Task 1 »
Using the cow stomach text, explain why cows and other ruminants need a stomach split into separate compartments. Answer in one to three sentences.
Task 2 »
Please reproduce the part of the cow stomach text that opens with the words containing "So how many" and closes with "own unique purpose.".

Text excerpt: Begin

How Many Stomachs Does a Cow Have?

So how many stomachs does a cow have? Technically speaking, the answer is only one. However, a cow’s stomach is divided into four different compartments, meaning that for all practical purposes a cow has four stomachs. Cows are a part of a group of animals called ruminants, which are distinguished by the fact that their stomachs are separated into four chambers, each with its own unique purpose.

Why So Many Stomachs?

How Many Stomachs Does a Cow Have?

Why do cows and other ruminants need so many stomachs when the rest of the animal kingdom gets by with just one? The answer is that the plants these animals eat are so tough and coarse that it takes a special digestive system in order to break them down. To better understand what the four stomachs in a cow do and why they are necessary, let’s take a look at each one individually:

  • Rumen

The first and largest of a cow’s stomachs is called the rumen. Food travels here first where bacteria, fungi, and protozoa work to start breaking down the tough, fibrous plant material that the cow ingests. The rumen is able to digest most of the cell wall of the plant, and the nutrients from this process are released into the animal.

Text excerpt: End
Record extracts: Begin

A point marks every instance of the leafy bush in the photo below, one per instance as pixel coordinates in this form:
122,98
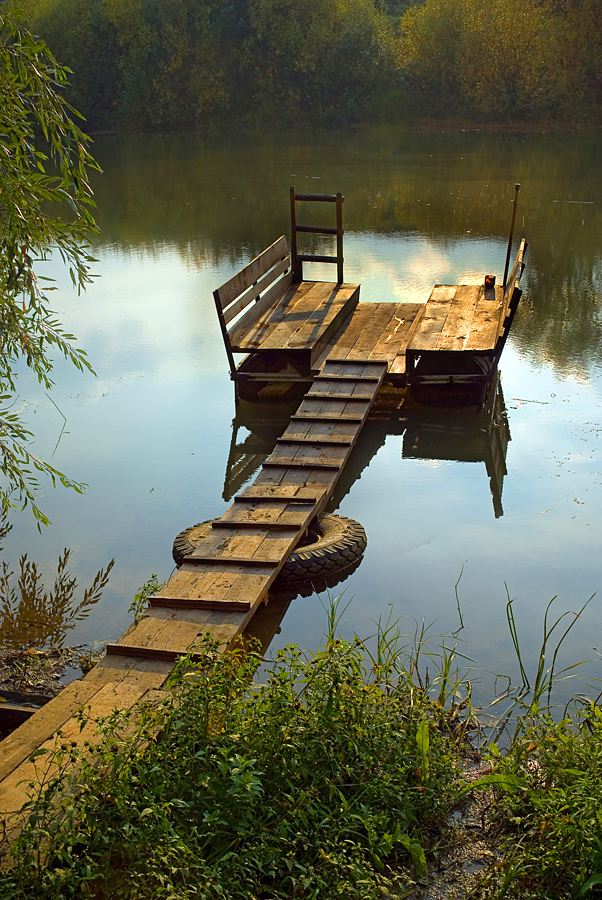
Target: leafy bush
310,785
551,831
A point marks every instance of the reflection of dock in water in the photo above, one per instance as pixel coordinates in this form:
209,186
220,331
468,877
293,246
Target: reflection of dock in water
464,434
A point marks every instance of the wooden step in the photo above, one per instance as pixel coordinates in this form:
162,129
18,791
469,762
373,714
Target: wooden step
326,417
196,603
304,464
232,560
316,439
234,524
346,397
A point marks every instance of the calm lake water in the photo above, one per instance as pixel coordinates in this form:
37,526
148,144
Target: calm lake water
151,433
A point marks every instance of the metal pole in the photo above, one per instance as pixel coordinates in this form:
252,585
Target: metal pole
516,190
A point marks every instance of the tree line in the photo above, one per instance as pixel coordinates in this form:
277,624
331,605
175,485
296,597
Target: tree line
177,64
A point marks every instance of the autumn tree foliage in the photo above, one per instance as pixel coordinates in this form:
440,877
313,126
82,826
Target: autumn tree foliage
45,206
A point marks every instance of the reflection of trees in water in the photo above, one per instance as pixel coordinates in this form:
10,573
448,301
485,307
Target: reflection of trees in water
218,199
34,617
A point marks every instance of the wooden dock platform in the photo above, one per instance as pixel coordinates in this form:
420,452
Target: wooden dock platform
289,327
316,336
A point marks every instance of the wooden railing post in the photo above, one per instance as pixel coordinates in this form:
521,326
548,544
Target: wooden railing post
296,263
339,238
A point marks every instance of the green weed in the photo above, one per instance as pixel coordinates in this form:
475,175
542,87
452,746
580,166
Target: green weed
334,777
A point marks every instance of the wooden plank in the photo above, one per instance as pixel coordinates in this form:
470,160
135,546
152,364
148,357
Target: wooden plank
252,294
229,560
233,524
433,319
196,603
314,439
337,394
310,316
324,198
345,378
311,257
395,337
252,272
267,498
358,321
456,332
289,452
369,336
146,652
485,325
398,366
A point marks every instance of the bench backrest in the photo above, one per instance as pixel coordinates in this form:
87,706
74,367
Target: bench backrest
242,300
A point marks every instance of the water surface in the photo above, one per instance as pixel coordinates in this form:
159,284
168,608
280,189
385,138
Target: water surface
151,433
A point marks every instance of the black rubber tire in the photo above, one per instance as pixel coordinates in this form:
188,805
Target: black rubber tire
336,543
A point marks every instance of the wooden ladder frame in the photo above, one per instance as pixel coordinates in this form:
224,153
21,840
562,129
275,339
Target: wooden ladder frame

Record extracts: End

Output 1 »
The plants that cows and other ruminants eat are so tough and coarse that a special digestive system is needed to break them down. Their stomach is divided into four chambers, each with its own purpose.

Output 2 »
So how many stomachs does a cow have? Technically speaking, the answer is only one. However, a cow’s stomach is divided into four different compartments, meaning that for all practical purposes a cow has four stomachs. Cows are a part of a group of animals called ruminants, which are distinguished by the fact that their stomachs are separated into four chambers, each with its own unique purpose.